> _What is asked_:
Revise the entries below by replacing each occurrence of "drop a point" with "place a marker", leaving all other text unchanged. Omit the pictures from the revised version.

> _Entries_:
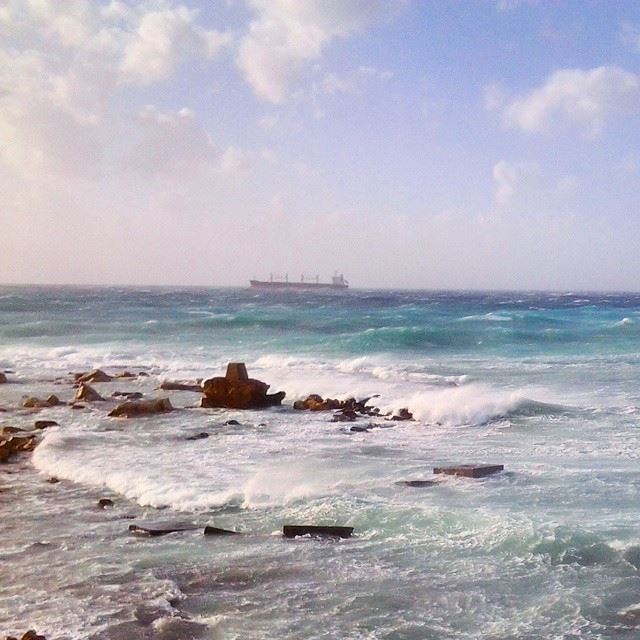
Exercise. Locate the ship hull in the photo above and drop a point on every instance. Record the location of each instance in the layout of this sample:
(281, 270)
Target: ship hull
(268, 284)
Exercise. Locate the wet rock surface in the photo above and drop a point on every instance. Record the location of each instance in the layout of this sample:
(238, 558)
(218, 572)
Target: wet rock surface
(141, 408)
(237, 391)
(87, 393)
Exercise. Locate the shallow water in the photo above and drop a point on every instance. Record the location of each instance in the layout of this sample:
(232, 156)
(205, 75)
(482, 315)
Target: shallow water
(546, 384)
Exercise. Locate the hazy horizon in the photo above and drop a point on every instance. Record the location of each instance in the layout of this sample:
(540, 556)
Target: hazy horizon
(490, 145)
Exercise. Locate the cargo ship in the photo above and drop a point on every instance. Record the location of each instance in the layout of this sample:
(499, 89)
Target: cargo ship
(283, 282)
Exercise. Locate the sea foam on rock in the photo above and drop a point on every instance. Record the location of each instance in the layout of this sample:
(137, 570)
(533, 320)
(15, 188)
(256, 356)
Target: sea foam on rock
(236, 390)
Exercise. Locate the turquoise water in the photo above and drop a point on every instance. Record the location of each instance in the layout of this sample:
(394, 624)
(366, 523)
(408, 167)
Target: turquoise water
(546, 384)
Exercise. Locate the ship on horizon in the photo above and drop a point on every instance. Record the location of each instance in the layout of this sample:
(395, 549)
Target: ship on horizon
(282, 282)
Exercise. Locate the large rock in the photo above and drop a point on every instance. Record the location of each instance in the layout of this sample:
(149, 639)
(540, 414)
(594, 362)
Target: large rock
(141, 408)
(86, 393)
(237, 391)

> _Right answer_:
Exercise. Locate the ship hull in the photo above and place a marker on every instance. Record the location of each instance in the layout of this sample:
(281, 270)
Target: ship hull
(268, 284)
Exercise. Locate the wet rock surface in the photo above and place a marker on every instance. Record the location of each instance in the layout of this sample:
(238, 558)
(218, 572)
Target: wet rock surface
(141, 408)
(237, 391)
(87, 393)
Exercise. Locate the shallow water in the photo above and place a marker on every instance. Record the location of each instance in the layout of this sample:
(232, 156)
(205, 75)
(482, 315)
Target: shallow water
(546, 384)
Exercise. Locate the hazy horizon in the photo above and place a marker on every instance. Record the location of each instance in the layout of this sample:
(540, 556)
Target: hazy horizon
(490, 145)
Exercise. Locate the cargo ship in the photo above and place a marker on every instance. Record the location of each instance in the layout of this sample:
(499, 89)
Target: cargo ship
(283, 282)
Exercise. Locate the sea foam on rock in the photo above and place a marker on every instance. Record the location of each instance in the layout of this sample:
(137, 570)
(533, 320)
(15, 188)
(256, 356)
Target: sea foam on rock
(236, 390)
Exercise. Locate the turquoise water in the photo above and place a marker on every instance. Record the location of each instance in the layout of this sample:
(394, 624)
(366, 523)
(408, 167)
Target: turquoise water
(546, 384)
Exercise. Locate the ship on horizon in the photo above and place a marker on every instance. Record the location of each instance in the layout of this sample:
(395, 549)
Target: ship on horizon
(282, 282)
Exercise. Locate the large rock in the photo above and place a marker on every instance. Record the location of each instance in the layout of this sample:
(149, 639)
(540, 414)
(594, 362)
Target: large rock
(141, 408)
(86, 393)
(237, 391)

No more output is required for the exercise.